Items from a data source
/---

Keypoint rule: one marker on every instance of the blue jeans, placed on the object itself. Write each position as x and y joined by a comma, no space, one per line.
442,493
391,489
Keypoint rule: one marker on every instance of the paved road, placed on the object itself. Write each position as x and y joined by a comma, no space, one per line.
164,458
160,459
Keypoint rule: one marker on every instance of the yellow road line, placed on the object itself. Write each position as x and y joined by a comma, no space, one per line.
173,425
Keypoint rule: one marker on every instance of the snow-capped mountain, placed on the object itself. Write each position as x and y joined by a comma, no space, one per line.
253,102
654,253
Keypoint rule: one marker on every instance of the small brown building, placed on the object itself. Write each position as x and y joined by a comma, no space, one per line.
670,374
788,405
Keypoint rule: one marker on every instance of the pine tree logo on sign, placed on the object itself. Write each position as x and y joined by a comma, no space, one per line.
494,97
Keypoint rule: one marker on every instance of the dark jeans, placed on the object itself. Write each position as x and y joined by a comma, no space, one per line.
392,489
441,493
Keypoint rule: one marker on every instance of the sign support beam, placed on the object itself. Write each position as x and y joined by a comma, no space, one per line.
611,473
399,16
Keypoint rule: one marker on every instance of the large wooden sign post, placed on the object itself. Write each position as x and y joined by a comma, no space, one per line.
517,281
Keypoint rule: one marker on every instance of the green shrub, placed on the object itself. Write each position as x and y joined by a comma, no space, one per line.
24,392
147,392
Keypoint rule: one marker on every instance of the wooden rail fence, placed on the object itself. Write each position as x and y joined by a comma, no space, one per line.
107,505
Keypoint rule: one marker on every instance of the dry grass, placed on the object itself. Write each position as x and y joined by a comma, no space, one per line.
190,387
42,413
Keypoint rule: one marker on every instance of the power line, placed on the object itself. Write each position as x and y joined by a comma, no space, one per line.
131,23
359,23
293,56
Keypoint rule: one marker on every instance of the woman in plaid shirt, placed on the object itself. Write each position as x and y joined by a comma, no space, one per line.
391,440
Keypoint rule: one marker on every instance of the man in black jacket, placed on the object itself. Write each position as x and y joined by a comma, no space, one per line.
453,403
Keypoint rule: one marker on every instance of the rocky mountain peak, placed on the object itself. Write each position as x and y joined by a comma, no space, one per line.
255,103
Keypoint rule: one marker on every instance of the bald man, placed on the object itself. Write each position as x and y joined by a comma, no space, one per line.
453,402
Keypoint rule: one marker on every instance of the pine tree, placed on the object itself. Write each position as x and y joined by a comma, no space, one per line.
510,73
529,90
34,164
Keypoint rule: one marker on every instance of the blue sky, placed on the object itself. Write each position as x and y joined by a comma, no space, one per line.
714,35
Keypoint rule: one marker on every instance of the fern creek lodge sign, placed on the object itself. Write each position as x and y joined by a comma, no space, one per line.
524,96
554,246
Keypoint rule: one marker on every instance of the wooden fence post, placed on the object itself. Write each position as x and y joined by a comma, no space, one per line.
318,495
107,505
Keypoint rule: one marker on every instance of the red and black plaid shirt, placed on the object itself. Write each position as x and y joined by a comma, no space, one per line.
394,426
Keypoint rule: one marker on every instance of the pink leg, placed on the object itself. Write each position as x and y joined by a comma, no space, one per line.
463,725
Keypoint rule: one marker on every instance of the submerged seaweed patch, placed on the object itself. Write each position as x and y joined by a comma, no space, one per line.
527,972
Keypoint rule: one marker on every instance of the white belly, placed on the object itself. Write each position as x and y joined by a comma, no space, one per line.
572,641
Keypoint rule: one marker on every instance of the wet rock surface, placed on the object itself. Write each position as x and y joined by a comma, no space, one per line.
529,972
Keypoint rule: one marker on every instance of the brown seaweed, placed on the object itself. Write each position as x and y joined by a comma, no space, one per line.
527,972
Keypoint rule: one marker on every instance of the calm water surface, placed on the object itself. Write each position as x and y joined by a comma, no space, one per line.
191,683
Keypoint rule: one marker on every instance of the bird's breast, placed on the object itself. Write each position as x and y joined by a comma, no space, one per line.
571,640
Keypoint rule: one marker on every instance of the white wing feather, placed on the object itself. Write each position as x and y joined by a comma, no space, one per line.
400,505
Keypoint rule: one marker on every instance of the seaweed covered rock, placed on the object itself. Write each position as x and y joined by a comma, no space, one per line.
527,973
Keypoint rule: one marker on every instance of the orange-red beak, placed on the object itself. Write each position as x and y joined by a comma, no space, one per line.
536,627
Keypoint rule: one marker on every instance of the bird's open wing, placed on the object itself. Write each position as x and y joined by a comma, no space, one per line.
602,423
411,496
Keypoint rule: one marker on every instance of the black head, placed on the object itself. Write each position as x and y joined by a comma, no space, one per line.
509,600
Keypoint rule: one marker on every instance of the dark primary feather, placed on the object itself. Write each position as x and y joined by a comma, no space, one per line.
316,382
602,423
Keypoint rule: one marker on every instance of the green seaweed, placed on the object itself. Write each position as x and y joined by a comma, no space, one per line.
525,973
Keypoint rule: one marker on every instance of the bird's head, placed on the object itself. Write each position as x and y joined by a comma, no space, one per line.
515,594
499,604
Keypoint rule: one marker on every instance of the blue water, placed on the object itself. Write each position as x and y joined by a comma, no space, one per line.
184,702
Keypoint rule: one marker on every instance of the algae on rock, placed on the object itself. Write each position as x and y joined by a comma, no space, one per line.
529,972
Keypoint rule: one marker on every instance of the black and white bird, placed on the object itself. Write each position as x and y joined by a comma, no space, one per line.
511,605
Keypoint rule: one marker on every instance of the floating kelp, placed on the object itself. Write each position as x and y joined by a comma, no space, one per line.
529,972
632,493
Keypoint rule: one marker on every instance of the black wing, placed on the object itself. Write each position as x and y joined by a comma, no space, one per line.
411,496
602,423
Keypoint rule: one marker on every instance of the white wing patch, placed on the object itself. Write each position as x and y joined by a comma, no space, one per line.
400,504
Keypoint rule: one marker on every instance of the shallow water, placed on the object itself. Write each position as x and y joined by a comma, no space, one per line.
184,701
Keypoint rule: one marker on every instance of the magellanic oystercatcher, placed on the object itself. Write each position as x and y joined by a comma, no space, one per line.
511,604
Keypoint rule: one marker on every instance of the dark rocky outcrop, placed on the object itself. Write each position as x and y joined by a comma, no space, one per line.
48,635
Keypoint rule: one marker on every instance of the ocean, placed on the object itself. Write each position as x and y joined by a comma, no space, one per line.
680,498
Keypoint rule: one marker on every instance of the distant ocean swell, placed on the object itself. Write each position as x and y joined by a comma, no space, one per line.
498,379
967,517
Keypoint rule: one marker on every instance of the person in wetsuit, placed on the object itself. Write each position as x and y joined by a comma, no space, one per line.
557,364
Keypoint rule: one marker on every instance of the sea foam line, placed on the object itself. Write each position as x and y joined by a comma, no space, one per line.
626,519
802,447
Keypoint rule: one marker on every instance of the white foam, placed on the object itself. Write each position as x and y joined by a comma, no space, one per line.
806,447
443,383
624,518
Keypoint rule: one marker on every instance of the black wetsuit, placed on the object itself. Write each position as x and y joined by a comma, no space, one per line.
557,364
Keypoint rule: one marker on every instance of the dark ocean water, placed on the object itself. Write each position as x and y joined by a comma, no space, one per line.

\---

### Exercise aim
Reproduce all of the data above word for word, keeping every line in its original order.

### Full response
Keypoint rule: one marker on every instance of the blue jeans, placed on the object itself. Write each position as x and y joined by a comma, no space, one per line.
442,493
391,489
Keypoint rule: one marker on every instance of the paved road, placed on the object itself. Write each position as x and y joined by a comma, no space, one per line.
164,458
160,459
Keypoint rule: one marker on every instance of the yellow road line, placed on the object itself. Write each position as x and y joined by a comma, no space, one per line.
173,425
Keypoint rule: one marker on every instance of the snow-capped mountain, placed on the object itself. Write each position as x and y joined by a comma, no space, one per line.
253,102
654,253
Keypoint rule: one marker on every instance of the small brown building, placed on the object itself. Write each position as x and y joined by a comma, no space, one per line.
670,374
788,405
Keypoint rule: one marker on every instance of the pine tree logo on sign, placed on the object itself. Write each position as x and y joined by a comma, no space, one per line.
494,97
Keypoint rule: one marker on every instance of the dark jeans, placed on the object itself. Write each position as x and y joined by a comma, no space, one per line.
392,489
441,493
Keypoint rule: one marker on every instance of the sign support beam, placed on the object itself. Write each position as x and y joined by a comma, no space, one per line.
611,473
399,16
Keypoint rule: one marker on every instance of the large wooden sign post, placed on the object itself. Write each position as x and y joined by a comma, no space, one per line.
517,281
Keypoint rule: one marker on every instance of the green shrub, placed on the object itself. Write each position as x and y joined by a comma, no space, one per line.
24,392
147,392
Keypoint rule: one marker on every instance of the wooden rail fence, placed on the object itself. Write each position as x and y joined by a comma, no space, one per line.
107,505
Keypoint rule: one marker on every instance of the dry grass, placed on the object itself. Write each position as x and y joined by a comma, no space, one per line.
190,387
42,413
Keypoint rule: one marker on every instance of the power line, placed on the object itself. Write each position as x and y joined by a comma, no space, one per line.
131,23
359,23
293,56
Keypoint rule: one marker on every instance of the woman in plaid shirt, placed on the object itself. Write each position as x and y joined by a comma, no space, one per line.
391,440
Keypoint rule: one marker on every instance of the man in black jacket, placed on the object itself. Write each position as x and y joined by a comma, no space, one per line.
453,403
Keypoint rule: one marker on every instance of the rocky mountain peak, placed on the object itself. Write each position as x and y joined by a comma, no space, one per line.
255,103
Keypoint rule: one marker on every instance of the bald man, placed on the object itself. Write each position as x and y joined by a comma, no space, one per line.
453,402
Keypoint rule: one marker on every instance of the pine tree, placed on the object itself. Write each position as x and y joined by a comma, no space, one per line.
510,73
529,90
34,164
Keypoint rule: one marker on every instance of the blue sky, placed on the object itself. Write each position as x and y joined by a comma, no space, one per line.
714,35
Keypoint rule: one marker on every instance of the fern creek lodge sign, placed on the object itself. Write each position as x and y joined by a comma, no space, one per line.
524,96
554,246
Keypoint rule: one marker on every instance of the wooden fence post, placed on the object itself. Write each position as x and y joined by a comma, no space, one per line.
318,495
107,505
Keypoint rule: one marker on every instance of the red and black plaid shirt, placed on the object itself. Write each position as x and y joined by a comma, no space, one per line.
394,426
Keypoint rule: one marker on every instance of the pink leg, placed on the object itself. Write each position as x and y joined by a comma, no space, one per line.
463,725
Keypoint rule: one marker on every instance of the submerged seaweed patch, placed on the object itself. Write each position as x and y joined by a comma, no space, one per line.
527,972
Keypoint rule: one marker on every instance of the white belly, placed on the object itself. Write each position as x and y joined by a comma, no space, one per line.
572,641
Keypoint rule: one marker on every instance of the wet rock surface, placed on the object itself. Write each position as x and y joined by a comma, no space, one per line.
529,972
Keypoint rule: one marker on every instance of the brown seaweed, placed on the object itself. Write each position as x and y joined by a comma, no space, one per line.
527,972
Keypoint rule: one marker on every instance of the calm water surface, placed on the object itself. Write each position as x and y joined by a comma, no space, one per line.
191,683
Keypoint rule: one marker on every instance of the bird's breast, placed on the object itself. Write each position as x and y joined by a comma, no space, one per line.
571,640
Keypoint rule: one marker on every instance of the white wing feather, placed on the object itself. Write each position as x and y joined by a comma, no space, one per line.
400,505
Keypoint rule: one marker on every instance of the seaweed covered rock, placed on the object itself. Write each position as x and y joined by a comma, no space, one per line.
527,973
Keypoint rule: one marker on every instance of the orange-red beak, placed on the object itself. Write each position as x and y joined by a comma, no space, one per line.
536,627
Keypoint rule: one marker on every instance of the bird's open wing, placed on the object itself. Write each position as x and y joined by a comma, no space, one per line.
602,423
411,496
Keypoint rule: one marker on every instance of the black head, placed on the object itself. Write each position as x and y joined by a comma, no space, one per line.
509,600
Keypoint rule: one marker on every instance of the dark primary feather, placed on the object itself. Write each position as x and y joined by a comma, no space, one per line.
316,382
602,423
Keypoint rule: one marker on every instance of the green seaweed, placed on the object itself. Write each position as x and y joined by a comma, no space, one per line.
525,973
Keypoint rule: one marker on every instance of the bird's head, placed on the object itself. Write each position as x and y joined by a comma, no space, one per line.
515,594
499,604
Keypoint rule: one marker on every instance of the blue water, placed on the object itself. Write each position as x and y joined by a comma, no space, one per line.
184,702
Keypoint rule: one marker on every instance of the algae on rock, placed on the object itself. Write each position as x and y joined by a comma, no space, one per line.
529,972
Keypoint rule: one marker on every instance of the black and white bird, placed on the object itself. Write each position as x and y joined by a comma, no space, one per line.
511,605
Keypoint rule: one marker on every instance of the floating kelp, placed on the object itself. Write each position as x and y joined by a comma, no space, one per line.
529,972
632,493
Keypoint rule: one marker on every instance of the black wing, placed on the object itself. Write each position as x and y joined by a comma, no space, one per line.
411,496
602,423
Keypoint rule: one marker on every instance of the white wing patch, placed on the object itself. Write each position as x and y joined by a comma, no space, one per line.
400,504
Keypoint rule: one marker on every instance of the shallow water, placed on the object itself. Write each position as x and y joined by a comma, no space, one per line.
184,701
Keypoint rule: one marker on every instance of the magellanic oystercatcher, placed on the object itself. Write each position as x and y joined by a comma, no space, one per line.
511,604
Keypoint rule: one marker on every instance of the dark rocky outcrop, placed on the object itself. Write each position as x and y joined by a comma, no space, one per line.
48,635
Keypoint rule: one marker on every instance of the ocean, placed on the object itself. Write each position as x and y joined by a comma, no space, one per line.
680,498
Keypoint rule: one marker on every instance of the distant ocean swell, placed on the object itself. Write each position as x and y joined by a comma, no space, one per line.
498,379
967,517
Keypoint rule: one marker on every instance of the person in wetsuit, placed on the object itself. Write each position as x and y joined by a comma, no space, one per line.
557,364
Keypoint rule: one marker on every instance of the sea foam line, placed on the object itself. Write each position as x and y joined by a comma, no space, one per line.
626,519
802,447
Keypoint rule: one marker on every instance of the white foam, placed on the object itself. Write each position as x and y joined by a comma, no space, one per line.
806,447
443,383
624,518
Keypoint rule: one marker on every instance of the black wetsuit, placed on the object itself. Write each position as x and y joined by a comma, no space, one per line.
557,364
Keypoint rule: one marker on every instance of the dark ocean water, placed on the object itself. Write each position as x and y joined by a comma, no space, one per line.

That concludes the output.